> Task details
Format all the data that follows as a Markdown table with two columns, Number and Entry. Put each line's place in order under Number and the line itself under Entry, skip blank lines, and leave the pictures out.
────────────────────────────────────────
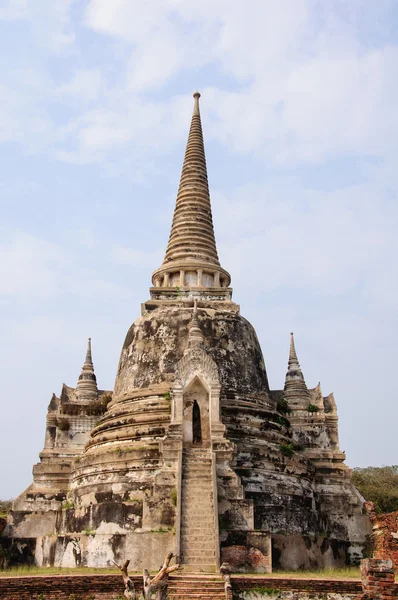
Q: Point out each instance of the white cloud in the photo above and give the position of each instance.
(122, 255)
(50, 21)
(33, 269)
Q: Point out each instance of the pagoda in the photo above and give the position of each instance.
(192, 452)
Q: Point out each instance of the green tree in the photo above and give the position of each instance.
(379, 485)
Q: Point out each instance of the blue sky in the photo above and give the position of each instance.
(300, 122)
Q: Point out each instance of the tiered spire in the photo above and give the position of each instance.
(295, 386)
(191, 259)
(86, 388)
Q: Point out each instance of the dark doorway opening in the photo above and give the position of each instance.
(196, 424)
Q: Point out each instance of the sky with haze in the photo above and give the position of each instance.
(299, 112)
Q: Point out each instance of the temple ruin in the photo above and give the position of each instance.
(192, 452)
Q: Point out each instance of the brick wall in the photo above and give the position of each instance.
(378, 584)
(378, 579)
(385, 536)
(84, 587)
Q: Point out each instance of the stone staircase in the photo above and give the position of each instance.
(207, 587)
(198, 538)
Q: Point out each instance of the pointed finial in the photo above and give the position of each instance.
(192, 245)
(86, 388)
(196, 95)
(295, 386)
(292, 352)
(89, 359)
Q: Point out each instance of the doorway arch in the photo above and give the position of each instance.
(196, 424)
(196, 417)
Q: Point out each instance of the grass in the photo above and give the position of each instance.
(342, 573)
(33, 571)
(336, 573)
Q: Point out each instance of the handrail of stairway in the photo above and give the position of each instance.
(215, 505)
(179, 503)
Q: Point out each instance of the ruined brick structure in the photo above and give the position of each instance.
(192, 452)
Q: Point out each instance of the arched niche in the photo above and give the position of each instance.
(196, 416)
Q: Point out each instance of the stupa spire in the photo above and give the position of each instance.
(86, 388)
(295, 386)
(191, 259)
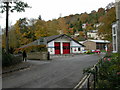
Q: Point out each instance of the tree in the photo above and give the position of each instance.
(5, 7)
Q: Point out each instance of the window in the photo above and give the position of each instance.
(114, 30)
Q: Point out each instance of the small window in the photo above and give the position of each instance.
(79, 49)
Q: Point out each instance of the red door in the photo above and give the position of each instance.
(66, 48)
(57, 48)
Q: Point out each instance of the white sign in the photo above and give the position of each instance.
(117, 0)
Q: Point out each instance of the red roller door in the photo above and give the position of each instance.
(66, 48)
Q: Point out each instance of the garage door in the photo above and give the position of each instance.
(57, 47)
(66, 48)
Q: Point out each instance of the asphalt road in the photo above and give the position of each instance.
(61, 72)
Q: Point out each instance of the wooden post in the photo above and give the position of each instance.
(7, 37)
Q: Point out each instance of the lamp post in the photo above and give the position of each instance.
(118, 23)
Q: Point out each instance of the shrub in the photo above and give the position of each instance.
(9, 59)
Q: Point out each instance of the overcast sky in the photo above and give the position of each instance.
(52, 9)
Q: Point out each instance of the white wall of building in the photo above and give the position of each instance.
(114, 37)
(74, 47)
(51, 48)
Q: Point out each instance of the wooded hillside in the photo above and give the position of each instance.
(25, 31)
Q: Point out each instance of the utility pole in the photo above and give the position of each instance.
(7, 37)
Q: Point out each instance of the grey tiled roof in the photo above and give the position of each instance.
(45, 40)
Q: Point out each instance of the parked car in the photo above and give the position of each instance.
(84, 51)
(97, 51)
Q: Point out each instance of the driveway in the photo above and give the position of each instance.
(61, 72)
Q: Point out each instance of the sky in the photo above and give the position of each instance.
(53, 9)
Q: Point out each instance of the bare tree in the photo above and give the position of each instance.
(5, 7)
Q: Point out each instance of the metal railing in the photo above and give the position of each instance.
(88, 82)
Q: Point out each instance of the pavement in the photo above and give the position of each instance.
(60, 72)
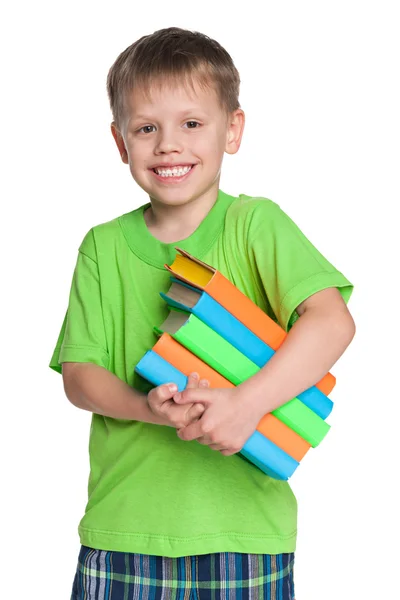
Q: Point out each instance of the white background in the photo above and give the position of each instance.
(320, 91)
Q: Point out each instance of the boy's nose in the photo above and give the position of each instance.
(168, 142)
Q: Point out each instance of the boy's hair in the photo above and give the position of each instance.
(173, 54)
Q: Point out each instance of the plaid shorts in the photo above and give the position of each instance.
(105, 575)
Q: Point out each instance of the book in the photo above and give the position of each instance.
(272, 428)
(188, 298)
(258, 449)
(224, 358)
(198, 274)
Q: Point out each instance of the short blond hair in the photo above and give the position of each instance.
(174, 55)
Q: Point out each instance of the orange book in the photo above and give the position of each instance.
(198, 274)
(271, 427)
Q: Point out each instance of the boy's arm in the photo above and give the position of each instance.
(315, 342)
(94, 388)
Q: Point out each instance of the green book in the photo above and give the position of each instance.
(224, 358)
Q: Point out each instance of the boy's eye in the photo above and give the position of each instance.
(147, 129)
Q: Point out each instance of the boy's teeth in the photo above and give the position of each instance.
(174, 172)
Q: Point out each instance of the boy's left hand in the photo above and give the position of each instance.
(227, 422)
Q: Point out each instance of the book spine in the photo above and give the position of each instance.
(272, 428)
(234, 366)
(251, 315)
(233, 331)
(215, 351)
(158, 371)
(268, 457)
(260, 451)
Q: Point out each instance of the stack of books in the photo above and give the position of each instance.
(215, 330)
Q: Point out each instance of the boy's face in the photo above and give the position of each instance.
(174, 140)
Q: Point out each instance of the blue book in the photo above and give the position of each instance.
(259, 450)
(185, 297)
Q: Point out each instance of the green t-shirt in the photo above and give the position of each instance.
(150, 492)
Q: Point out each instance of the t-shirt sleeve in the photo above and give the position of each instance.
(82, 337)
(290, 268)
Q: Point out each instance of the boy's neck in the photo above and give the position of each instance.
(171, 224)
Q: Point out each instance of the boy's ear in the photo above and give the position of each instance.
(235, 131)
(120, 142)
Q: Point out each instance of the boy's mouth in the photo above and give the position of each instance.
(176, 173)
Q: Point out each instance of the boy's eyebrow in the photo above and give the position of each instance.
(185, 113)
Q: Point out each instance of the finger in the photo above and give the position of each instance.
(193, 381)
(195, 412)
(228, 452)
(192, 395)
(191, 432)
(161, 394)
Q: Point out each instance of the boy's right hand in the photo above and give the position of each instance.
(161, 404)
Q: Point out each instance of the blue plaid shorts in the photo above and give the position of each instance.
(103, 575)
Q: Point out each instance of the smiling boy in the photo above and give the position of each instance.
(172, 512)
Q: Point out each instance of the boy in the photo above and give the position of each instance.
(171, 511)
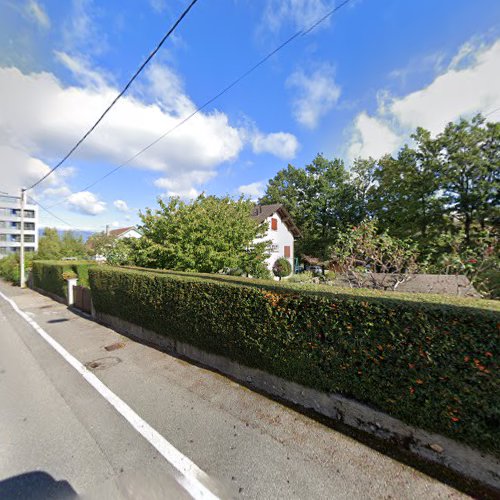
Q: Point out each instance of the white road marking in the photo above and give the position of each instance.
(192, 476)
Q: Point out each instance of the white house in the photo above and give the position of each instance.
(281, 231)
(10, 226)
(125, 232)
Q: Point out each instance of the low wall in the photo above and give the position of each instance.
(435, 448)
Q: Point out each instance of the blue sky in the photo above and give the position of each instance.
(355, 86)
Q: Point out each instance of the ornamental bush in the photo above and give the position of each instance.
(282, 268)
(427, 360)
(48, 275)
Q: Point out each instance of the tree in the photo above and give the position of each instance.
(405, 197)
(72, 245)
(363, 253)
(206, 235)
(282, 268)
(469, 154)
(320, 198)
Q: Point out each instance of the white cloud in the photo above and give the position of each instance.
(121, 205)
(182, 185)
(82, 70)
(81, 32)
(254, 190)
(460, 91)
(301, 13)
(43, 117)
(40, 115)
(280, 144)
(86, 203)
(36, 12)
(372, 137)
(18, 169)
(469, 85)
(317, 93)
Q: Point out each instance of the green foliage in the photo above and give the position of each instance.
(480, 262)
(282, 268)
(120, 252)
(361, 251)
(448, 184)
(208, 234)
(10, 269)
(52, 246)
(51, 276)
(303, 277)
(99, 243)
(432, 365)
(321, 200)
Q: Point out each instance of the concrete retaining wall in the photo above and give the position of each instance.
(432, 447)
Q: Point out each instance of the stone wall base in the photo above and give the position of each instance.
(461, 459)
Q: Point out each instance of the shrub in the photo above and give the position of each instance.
────────────────────────────────────────
> Written response
| Number | Entry |
|---|---|
| 1 | Q: Point out each instance of the white cloud in the photo above and give the position of each instance. |
| 2 | (122, 255) |
| 3 | (50, 21) |
| 4 | (33, 269) |
| 5 | Q: Point out each instance of the pagoda in the photo above and give the position of each instance. |
| 6 | (192, 452) |
| 7 | Q: Point out each instance of the green tree in the photo above and give the position of each instance. |
| 8 | (379, 485) |
| 9 | Q: Point out each instance of the blue sky in the photo above and give the position of each instance. |
| 10 | (300, 122) |
| 11 | Q: Point out each instance of the tiered spire in the photo above and give the position of each instance. |
| 12 | (295, 386) |
| 13 | (191, 259) |
| 14 | (86, 388) |
| 15 | Q: Point out each instance of the dark doorway opening in the photo above and give the position of each instance. |
| 16 | (196, 424) |
| 17 | Q: Point out each instance of the sky with haze in the photo above and give the position of each instance. |
| 18 | (299, 112) |
| 19 | Q: Point out each instance of the temple ruin in the photo above and give the position of each instance. |
| 20 | (192, 452) |
| 21 | Q: Point out each instance of the brick wall in the photo above and give the position of each instance. |
| 22 | (378, 584) |
| 23 | (378, 579) |
| 24 | (385, 536) |
| 25 | (84, 587) |
| 26 | Q: Point out each instance of the stone staircase in the photo above and give the position of each instance. |
| 27 | (207, 587) |
| 28 | (198, 538) |
| 29 | Q: Point out each instance of the pointed finial in the photo above and give the position of each instance. |
| 30 | (192, 245) |
| 31 | (86, 388) |
| 32 | (196, 95) |
| 33 | (295, 386) |
| 34 | (292, 352) |
| 35 | (89, 359) |
| 36 | Q: Point out each instance of the doorway arch in the photo above and give the position of each instance. |
| 37 | (196, 424) |
| 38 | (196, 417) |
| 39 | Q: Point out each instance of the grass in the photo above and give the position of each instance. |
| 40 | (342, 573) |
| 41 | (33, 571) |
| 42 | (336, 573) |
| 43 | Q: Point out each instance of the handrail of stairway in the photo above and give the position of each instance. |
| 44 | (215, 505) |
| 45 | (179, 503) |
| 46 | Q: Point out each instance of the ruined brick structure in the photo above and give the position of each instance. |
| 47 | (192, 452) |
| 48 | Q: Point out each instance of the arched niche in the photo above and give the position of each instance. |
| 49 | (196, 416) |
| 50 | Q: Point out each instance of the stupa spire in the photo above and give the position of each instance. |
| 51 | (86, 388) |
| 52 | (295, 386) |
| 53 | (191, 259) |
| 54 | Q: Point out each instance of the tree in the photo above and give the position of each instance. |
| 55 | (5, 7) |
| 56 | Q: Point out each instance of the window in the photo above and give the position of each instance. |
| 57 | (114, 30) |
| 58 | Q: Point out each instance of the small window in the photo above and give the position of each instance. |
| 59 | (79, 49) |
| 60 | Q: Point out each instance of the red door in the photo above and give the position of each instance. |
| 61 | (66, 48) |
| 62 | (57, 48) |
| 63 | Q: Point out each instance of the white sign in the photo above and give the position of each instance. |
| 64 | (117, 0) |
| 65 | Q: Point out each instance of the red roller door in the photo above and give the position of each instance. |
| 66 | (66, 48) |
| 67 | Q: Point out each instance of the garage door in the photo above and give the position of each instance. |
| 68 | (57, 47) |
| 69 | (66, 48) |
| 70 | Q: Point out each instance of the asphalt road in the photo above and give the position of each instance. |
| 71 | (61, 72) |
| 72 | Q: Point out each instance of the wooden post in the photo above and give the position of each instance. |
| 73 | (7, 37) |
| 74 | Q: Point out each instance of the lamp post in the photo above and give the position of each instance. |
| 75 | (118, 23) |
| 76 | Q: Point out each instance of the shrub in the photo above and give the position of each instance. |
| 77 | (9, 59) |
| 78 | Q: Point out each instance of the overcast sky in the photo above and give the position of each instance. |
| 79 | (52, 9) |
| 80 | Q: Point out each instance of the white wall of building in the photo above and give the position of each instance. |
| 81 | (114, 37) |
| 82 | (74, 47) |
| 83 | (51, 48) |
| 84 | Q: Point out each instance of the wooded hillside in the photo above and give the position of each instance. |
| 85 | (25, 31) |
| 86 | Q: Point out each instance of the utility pole in the photo above and give the position of each instance. |
| 87 | (7, 37) |
| 88 | Q: Point out each instance of the grey tiled roof in the photo above and give the position of each instance. |
| 89 | (45, 40) |
| 90 | Q: Point out each instance of the parked car in the photo above and give the position of each instance. |
| 91 | (84, 51) |
| 92 | (97, 51) |
| 93 | Q: Point out each instance of the driveway in the photo above and give the position of each instance. |
| 94 | (61, 72) |
| 95 | Q: Point out each instance of the sky in the photo above and give the position of each instance. |
| 96 | (53, 9) |
| 97 | Q: Point out each instance of the bare tree in the photo above and give the position of each instance. |
| 98 | (5, 7) |
| 99 | Q: Point out each instance of the metal railing in the photo above and give the position of each instance. |
| 100 | (88, 82) |
| 101 | Q: Point out each instance of the pavement in the photo above and give the position of each instance. |
| 102 | (60, 72) |
| 103 | Q: Point out each instance of the white background in the photo above and give the position of each instance. |
| 104 | (320, 91) |
| 105 | Q: Point out each instance of the boy's nose in the photo above and give the position of each instance. |
| 106 | (168, 142) |
| 107 | Q: Point out each instance of the boy's hair in the photo above and give the position of each instance. |
| 108 | (173, 54) |
| 109 | Q: Point out each instance of the plaid shorts in the photo above and give the position of each instance. |
| 110 | (105, 575) |
| 111 | Q: Point out each instance of the book in the photo above and give the position of each instance. |
| 112 | (272, 428) |
| 113 | (188, 298) |
| 114 | (258, 449) |
| 115 | (224, 358) |
| 116 | (198, 274) |
| 117 | Q: Point out each instance of the short blond hair in the photo above and give the position of each instance. |
| 118 | (174, 55) |
| 119 | Q: Point out each instance of the orange book in the photo above and give the position of each instance. |
| 120 | (198, 274) |
| 121 | (271, 427) |
| 122 | Q: Point out each instance of the boy's arm in the photo above and give the position of each instance. |
| 123 | (315, 342) |
| 124 | (94, 388) |
| 125 | Q: Point out each instance of the green book in the photo above and give the position of each instance. |
| 126 | (224, 358) |
| 127 | Q: Point out each instance of the boy's eye in the photo above and give the position of each instance. |
| 128 | (147, 129) |
| 129 | Q: Point out each instance of the boy's teeth in the photo above and give the position of each instance. |
| 130 | (174, 172) |
| 131 | Q: Point out each instance of the boy's left hand in the photo above and give the position of each instance. |
| 132 | (227, 422) |
| 133 | Q: Point out each instance of the book spine in the photo above and give the position of each instance. |
| 134 | (272, 428) |
| 135 | (234, 366) |
| 136 | (251, 315) |
| 137 | (233, 331) |
| 138 | (215, 351) |
| 139 | (158, 371) |
| 140 | (268, 457) |
| 141 | (260, 451) |
| 142 | Q: Point out each instance of the stack of books in the photo above and give the position of each instance. |
| 143 | (215, 330) |
| 144 | Q: Point out each instance of the boy's face in the photo above and give the position of each instance. |
| 145 | (174, 140) |
| 146 | Q: Point out each instance of the blue book in the photo above and give the position of each instance. |
| 147 | (259, 450) |
| 148 | (185, 297) |
| 149 | Q: Point out each instance of the green t-shirt in the photo above and give the position of each instance. |
| 150 | (150, 492) |
| 151 | Q: Point out each instance of the t-shirt sleeve in the photo above and give the position of each instance. |
| 152 | (82, 337) |
| 153 | (290, 268) |
| 154 | Q: Point out each instance of the boy's neck in the photo above and give the position of each instance. |
| 155 | (171, 224) |
| 156 | Q: Point out each instance of the boy's ear in the photo above and give the position of each instance. |
| 157 | (235, 131) |
| 158 | (120, 142) |
| 159 | Q: Point out each instance of the boy's mouth in the photo above and give the position of each instance. |
| 160 | (176, 173) |
| 161 | Q: Point out each instance of the boy's eyebrow in the photo above and give the position of each instance. |
| 162 | (185, 113) |
| 163 | Q: Point out each instance of the finger in the photo above and give the position of each instance. |
| 164 | (193, 381) |
| 165 | (195, 412) |
| 166 | (228, 452) |
| 167 | (192, 395) |
| 168 | (191, 432) |
| 169 | (161, 394) |
| 170 | Q: Point out each instance of the boy's right hand in the photo above and give the position of each instance. |
| 171 | (161, 404) |
| 172 | Q: Point out each instance of the blue plaid shorts in the photo above and give the position of each instance. |
| 173 | (103, 575) |
| 174 | Q: Point out each instance of the smiling boy in the photo above and give the position of each instance. |
| 175 | (172, 512) |
| 176 | Q: Point out each instance of the boy in the photo above and give the position of each instance. |
| 177 | (171, 511) |
| 178 | Q: Point out each instance of the white road marking in the photo above and give the position of each instance. |
| 179 | (192, 476) |
| 180 | Q: Point out each instance of the white house in the photo above and give the position of each instance. |
| 181 | (281, 231) |
| 182 | (10, 226) |
| 183 | (125, 232) |
| 184 | Q: Point out each instance of the low wall in the photo above and give the position of each instance. |
| 185 | (435, 448) |
| 186 | Q: Point out each instance of the blue sky in the photo above and give the position of each instance. |
| 187 | (355, 86) |
| 188 | Q: Point out each instance of the ornamental bush in the photo above and give the position of each instance. |
| 189 | (282, 268) |
| 190 | (427, 360) |
| 191 | (48, 275) |
| 192 | Q: Point out each instance of the tree in the photo above and give the position of each instance. |
| 193 | (405, 197) |
| 194 | (72, 245) |
| 195 | (363, 253) |
| 196 | (206, 235) |
| 197 | (282, 268) |
| 198 | (469, 154) |
| 199 | (320, 198) |
| 200 | Q: Point out each instance of the white cloud in the photo above and give the position of each instance. |
| 201 | (121, 205) |
| 202 | (182, 185) |
| 203 | (82, 70) |
| 204 | (81, 32) |
| 205 | (254, 190) |
| 206 | (460, 91) |
| 207 | (301, 13) |
| 208 | (43, 117) |
| 209 | (40, 115) |
| 210 | (280, 144) |
| 211 | (86, 203) |
| 212 | (36, 12) |
| 213 | (372, 137) |
| 214 | (18, 169) |
| 215 | (469, 85) |
| 216 | (317, 93) |
| 217 | Q: Point out each instance of the green foliage in the photo above and give the position of each instance. |
| 218 | (480, 262) |
| 219 | (282, 268) |
| 220 | (120, 252) |
| 221 | (361, 251) |
| 222 | (448, 184) |
| 223 | (208, 234) |
| 224 | (10, 269) |
| 225 | (52, 246) |
| 226 | (51, 276) |
| 227 | (303, 277) |
| 228 | (99, 243) |
| 229 | (432, 365) |
| 230 | (321, 200) |
| 231 | Q: Point out each instance of the concrete retaining wall in the photo above and give the position of each instance. |
| 232 | (432, 447) |
| 233 | Q: Point out each instance of the stone wall base in the photo above and give the position of each instance. |
| 234 | (461, 459) |
| 235 | Q: Point out each instance of the shrub in the photo above and give the position of each instance. |